» Prompt: Could you carry the write-up on SwiftUI mesh gradients forward from the point where it stops?

» Source document:

Mesh gradients in SwiftUI

A mesh gradient is a technique for rendering smooth, multi-directional color transitions across a surface using a structured network of control points. Unlike linear or radial gradients, which interpolate color along fixed axes, a mesh gradient defines colors at specific positions within a two-dimensional grid. These positions act as anchors, and the rendering engine computes smooth interpolations between them across the surface.

This makes mesh gradients particularly well-suited for complex, organic color transitions that cannot be achieved with simpler gradient types. They have been part of vector illustration tools for years and are now available in SwiftUI starting with iOS 18 and macOS 15, where they can be used for both static designs and animated effects.

# Defining a mesh gradient

To define a mesh gradient in SwiftUI, we can use the MeshGradient struct and choose one of its available initializers. We always have to provide the width and height of the mesh, which define how many points are arranged horizontally and vertically in the grid.

» Data shown:

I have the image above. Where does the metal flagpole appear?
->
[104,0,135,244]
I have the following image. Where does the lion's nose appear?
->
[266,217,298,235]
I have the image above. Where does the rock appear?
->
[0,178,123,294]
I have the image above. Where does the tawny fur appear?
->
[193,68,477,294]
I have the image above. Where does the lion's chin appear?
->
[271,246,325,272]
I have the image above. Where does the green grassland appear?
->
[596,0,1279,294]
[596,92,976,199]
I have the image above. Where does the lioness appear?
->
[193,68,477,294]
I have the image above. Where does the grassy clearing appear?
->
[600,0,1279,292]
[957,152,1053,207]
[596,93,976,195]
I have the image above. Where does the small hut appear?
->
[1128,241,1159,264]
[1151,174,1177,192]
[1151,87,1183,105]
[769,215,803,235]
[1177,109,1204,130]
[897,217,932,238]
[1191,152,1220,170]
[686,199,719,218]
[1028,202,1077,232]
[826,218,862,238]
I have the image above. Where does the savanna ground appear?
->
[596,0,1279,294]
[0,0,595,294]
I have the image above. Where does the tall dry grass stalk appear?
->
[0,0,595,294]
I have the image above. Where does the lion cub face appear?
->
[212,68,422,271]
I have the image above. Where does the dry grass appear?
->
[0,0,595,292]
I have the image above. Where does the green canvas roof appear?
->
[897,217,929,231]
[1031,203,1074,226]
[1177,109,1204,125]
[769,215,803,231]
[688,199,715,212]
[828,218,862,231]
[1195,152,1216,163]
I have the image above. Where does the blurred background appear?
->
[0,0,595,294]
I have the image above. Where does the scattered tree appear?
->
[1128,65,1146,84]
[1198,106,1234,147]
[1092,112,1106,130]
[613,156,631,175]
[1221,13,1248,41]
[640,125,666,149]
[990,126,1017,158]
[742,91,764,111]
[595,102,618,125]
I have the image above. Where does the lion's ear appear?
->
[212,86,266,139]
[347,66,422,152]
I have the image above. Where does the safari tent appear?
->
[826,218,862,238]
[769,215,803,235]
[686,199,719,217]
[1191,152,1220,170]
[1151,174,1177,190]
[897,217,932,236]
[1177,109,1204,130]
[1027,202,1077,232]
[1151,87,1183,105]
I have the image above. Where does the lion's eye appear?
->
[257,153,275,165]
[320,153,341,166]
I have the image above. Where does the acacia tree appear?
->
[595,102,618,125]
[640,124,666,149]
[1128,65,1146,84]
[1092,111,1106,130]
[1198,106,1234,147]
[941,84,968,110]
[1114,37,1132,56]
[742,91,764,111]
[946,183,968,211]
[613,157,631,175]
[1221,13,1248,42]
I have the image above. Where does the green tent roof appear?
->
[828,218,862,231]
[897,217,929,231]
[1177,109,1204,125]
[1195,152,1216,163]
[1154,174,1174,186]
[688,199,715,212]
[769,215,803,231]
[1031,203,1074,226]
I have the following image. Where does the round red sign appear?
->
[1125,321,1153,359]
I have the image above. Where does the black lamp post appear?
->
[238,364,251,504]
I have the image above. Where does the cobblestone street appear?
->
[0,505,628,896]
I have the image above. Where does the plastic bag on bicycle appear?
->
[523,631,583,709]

» In response:
The simplest mesh gradient we can make is a 2×2 grid. This gives us four corner points, each with its own position and color, and defines a single patch, which is a rectangular area where SwiftUI blends the colors between the four corners.

MeshGradient(
    width: 2,
    height: 2,
    points: [
        [0, 0], [1, 0],
        [0, 1], [1, 1]
    ],
    colors: [
        .purple, .mint,
        .orange, .blue
    ]
)

Mesh points are expressed as SIMD2<Float>, but we can also use array literals to create each point, as in our example. The points array defines the position of each vertex in the mesh, laid out row by row. The colors array assigns a color to each point in the same order. SwiftUI takes care of interpolating the color transitions between these points to produce a smooth blend across the surface.

Mesh gradient using purple, mint, orange, and blue, blended smoothly across a rectangular surface

# Gradient geometry

The points we use to define a mesh gradient are in the coordinate space of the gradient view. A point like [0, 0] refers to the top-left corner, while [1, 1] refers to the bottom-right. If we want the gradient to fit exactly within its container, the outermost points in the mesh must span the full range from 0 to 1 along both axes. This means the top row of points should have a y-coordinate of 0, the bottom row a y-coordinate of 1, and the left and right columns x-coordinates of 0 and 1 respectively.

But we can also assign coordinates outside that range. For example, if we move the top-left point to [-0.4, -0.4] instead of [0, 0], the most intense purple color will begin outside the visible area, resulting in a more subtle appearance within the view.

MeshGradient(
    width: 2,
    height: 2,
    points: [
        [-0.4, -0.4], [1, 0],
        [0, 1], [1.0, 1.0]
    ],
    colors: [
        .purple, .mint,
        .orange, .blue
    ],
)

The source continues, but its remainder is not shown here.